[Dataset records]
=====

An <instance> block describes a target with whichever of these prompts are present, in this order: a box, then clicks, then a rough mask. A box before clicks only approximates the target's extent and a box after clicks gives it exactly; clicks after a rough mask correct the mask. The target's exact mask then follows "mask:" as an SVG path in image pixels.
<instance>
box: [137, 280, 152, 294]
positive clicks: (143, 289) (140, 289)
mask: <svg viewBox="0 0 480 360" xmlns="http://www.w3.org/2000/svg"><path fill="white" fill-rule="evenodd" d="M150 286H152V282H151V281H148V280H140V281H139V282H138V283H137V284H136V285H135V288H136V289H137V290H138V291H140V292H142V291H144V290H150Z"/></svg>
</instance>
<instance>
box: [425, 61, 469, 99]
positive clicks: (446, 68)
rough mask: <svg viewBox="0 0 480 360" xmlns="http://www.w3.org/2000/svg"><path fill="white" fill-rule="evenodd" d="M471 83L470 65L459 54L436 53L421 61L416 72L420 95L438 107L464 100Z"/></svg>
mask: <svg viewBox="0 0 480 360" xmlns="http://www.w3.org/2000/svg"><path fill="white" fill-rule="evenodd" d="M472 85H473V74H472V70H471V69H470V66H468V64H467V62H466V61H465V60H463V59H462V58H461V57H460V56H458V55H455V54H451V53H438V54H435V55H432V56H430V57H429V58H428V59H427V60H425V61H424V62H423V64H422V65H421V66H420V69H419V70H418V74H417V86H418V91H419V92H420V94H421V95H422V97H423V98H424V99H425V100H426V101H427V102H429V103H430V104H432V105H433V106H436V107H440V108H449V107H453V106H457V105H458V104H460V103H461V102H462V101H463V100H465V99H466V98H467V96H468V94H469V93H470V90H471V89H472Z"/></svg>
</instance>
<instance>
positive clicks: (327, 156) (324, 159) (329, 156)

=====

Action item ▸ Retype the records exactly.

Written reply ▸
An <instance> block describes a target with whichever of these prompts are present, in this order: a box, then clicks, then a rough mask. A box before clicks only approximates the target's extent and a box after clicks gives it exactly; clicks after a rough mask correct the mask. The target's exact mask then follows "mask:" as an SVG path in image pixels.
<instance>
box: [137, 280, 152, 294]
positive clicks: (143, 289) (140, 289)
mask: <svg viewBox="0 0 480 360" xmlns="http://www.w3.org/2000/svg"><path fill="white" fill-rule="evenodd" d="M150 286H152V282H151V281H148V280H140V281H139V282H138V283H137V284H136V285H135V288H136V289H137V290H138V291H140V292H142V291H144V290H150Z"/></svg>
</instance>
<instance>
box: [425, 61, 469, 99]
positive clicks: (446, 68)
rough mask: <svg viewBox="0 0 480 360" xmlns="http://www.w3.org/2000/svg"><path fill="white" fill-rule="evenodd" d="M471 83L470 65L459 54L436 53L421 61L416 72L420 95L438 107L464 100Z"/></svg>
mask: <svg viewBox="0 0 480 360" xmlns="http://www.w3.org/2000/svg"><path fill="white" fill-rule="evenodd" d="M472 85H473V74H472V70H471V69H470V66H468V64H467V62H466V61H465V60H463V59H462V58H461V57H460V56H458V55H455V54H451V53H438V54H435V55H432V56H430V57H429V58H428V59H427V60H425V61H424V62H423V64H422V65H421V66H420V69H419V70H418V74H417V86H418V91H419V92H420V94H421V95H422V97H423V98H424V99H425V100H426V101H427V102H429V103H430V104H432V105H433V106H436V107H440V108H449V107H453V106H457V105H458V104H460V103H461V102H462V101H463V100H465V99H466V98H467V96H468V94H469V93H470V90H471V89H472Z"/></svg>
</instance>
<instance>
positive clicks: (327, 156) (324, 159) (329, 156)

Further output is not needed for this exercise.